__Objective__:
Rewrite the entries below as a two-column CSV with the columns "request" and "answer", one row per entry, putting each field in double quotes and replacing any line breaks with spaces. Leave the pictures out.

(Outline annotation entries)
■ ■ ■ ■ ■

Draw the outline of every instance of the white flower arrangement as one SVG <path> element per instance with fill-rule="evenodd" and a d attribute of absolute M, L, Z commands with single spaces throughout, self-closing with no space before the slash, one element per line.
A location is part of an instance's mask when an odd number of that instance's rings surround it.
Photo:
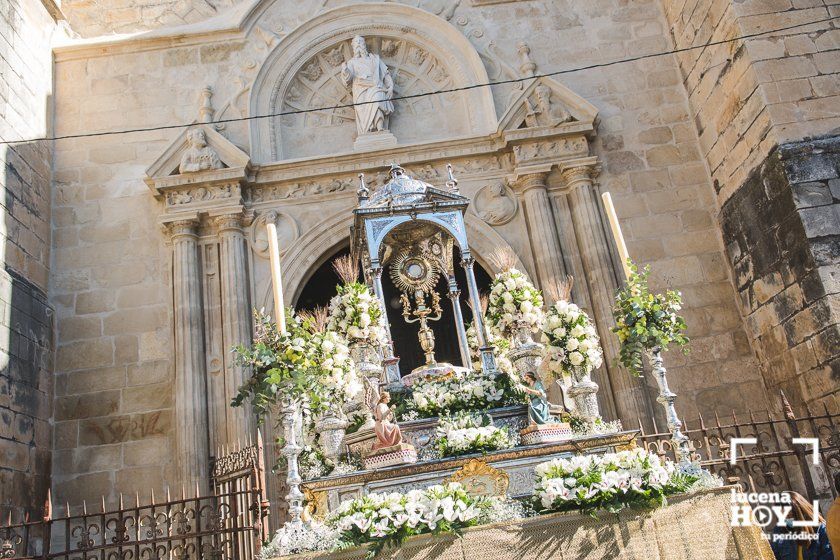
<path fill-rule="evenodd" d="M 452 457 L 506 449 L 512 442 L 508 429 L 494 426 L 486 414 L 461 413 L 440 419 L 435 445 L 441 457 Z"/>
<path fill-rule="evenodd" d="M 605 422 L 600 417 L 595 418 L 594 422 L 586 422 L 580 417 L 573 416 L 570 423 L 572 425 L 572 432 L 579 437 L 617 434 L 624 429 L 621 425 L 621 420 Z"/>
<path fill-rule="evenodd" d="M 385 343 L 385 329 L 379 320 L 382 307 L 370 289 L 360 282 L 338 287 L 330 300 L 327 330 L 339 332 L 350 343 L 362 342 L 373 346 Z"/>
<path fill-rule="evenodd" d="M 260 558 L 268 560 L 278 556 L 332 550 L 338 547 L 338 531 L 319 521 L 280 527 L 271 542 L 260 551 Z"/>
<path fill-rule="evenodd" d="M 534 471 L 535 497 L 543 511 L 656 507 L 665 503 L 665 496 L 685 492 L 697 480 L 641 448 L 553 459 Z"/>
<path fill-rule="evenodd" d="M 595 327 L 584 310 L 565 300 L 558 300 L 545 316 L 542 340 L 548 370 L 556 377 L 588 373 L 604 362 Z"/>
<path fill-rule="evenodd" d="M 316 363 L 321 370 L 321 382 L 333 396 L 334 402 L 349 402 L 364 389 L 356 366 L 350 358 L 347 340 L 335 331 L 313 336 L 317 352 Z"/>
<path fill-rule="evenodd" d="M 457 532 L 477 525 L 492 502 L 472 496 L 456 482 L 406 494 L 372 493 L 342 502 L 328 523 L 343 542 L 374 543 L 377 552 L 412 535 Z"/>
<path fill-rule="evenodd" d="M 542 293 L 515 268 L 496 274 L 490 285 L 487 321 L 500 337 L 511 337 L 519 326 L 538 329 L 543 322 Z"/>
<path fill-rule="evenodd" d="M 457 370 L 443 376 L 415 381 L 409 410 L 431 418 L 457 410 L 482 410 L 500 406 L 504 387 L 481 372 Z"/>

■ ■ ■ ■ ■

__Response__:
request,answer
"Draw the outline of every instance of the white flower arrangement as one SVG <path> element per instance with fill-rule=""evenodd"" and a d attribute of absolute M, L, Z commands with single spaces throughout, self-closing with no space before the slash, one element per line. A location is part of an instance's mask when an odd number of that instance's rings surround it. Photo:","<path fill-rule=""evenodd"" d=""M 452 457 L 506 449 L 512 442 L 508 429 L 494 426 L 486 414 L 461 413 L 440 419 L 435 445 L 441 457 Z""/> <path fill-rule=""evenodd"" d=""M 605 422 L 600 417 L 595 418 L 594 422 L 586 422 L 580 417 L 573 416 L 570 423 L 572 425 L 572 432 L 579 437 L 617 434 L 624 429 L 621 425 L 621 420 Z""/> <path fill-rule=""evenodd"" d=""M 385 343 L 385 329 L 379 320 L 382 307 L 370 289 L 360 282 L 338 287 L 330 300 L 327 330 L 339 332 L 350 343 L 362 342 L 373 346 Z""/> <path fill-rule=""evenodd"" d=""M 260 558 L 268 560 L 278 556 L 332 550 L 338 547 L 338 531 L 319 521 L 280 527 L 271 542 L 260 551 Z""/> <path fill-rule=""evenodd"" d=""M 534 471 L 535 497 L 543 511 L 656 507 L 665 503 L 665 496 L 685 492 L 697 480 L 641 448 L 553 459 Z""/> <path fill-rule=""evenodd"" d=""M 595 327 L 584 310 L 565 300 L 558 300 L 545 316 L 542 340 L 548 370 L 556 377 L 588 373 L 604 362 Z""/> <path fill-rule=""evenodd"" d=""M 316 363 L 321 370 L 321 382 L 333 396 L 334 402 L 349 402 L 364 389 L 356 366 L 350 358 L 347 340 L 335 331 L 313 336 L 317 352 Z""/> <path fill-rule=""evenodd"" d=""M 457 532 L 477 525 L 492 502 L 472 496 L 456 482 L 406 494 L 372 493 L 342 502 L 328 523 L 343 542 L 374 543 L 377 552 L 412 535 Z""/> <path fill-rule=""evenodd"" d=""M 542 293 L 515 268 L 496 274 L 490 285 L 487 321 L 500 337 L 511 337 L 519 326 L 538 329 L 543 322 Z""/> <path fill-rule=""evenodd"" d=""M 457 370 L 443 376 L 415 381 L 409 410 L 431 418 L 457 410 L 482 410 L 500 406 L 504 387 L 481 372 Z""/>"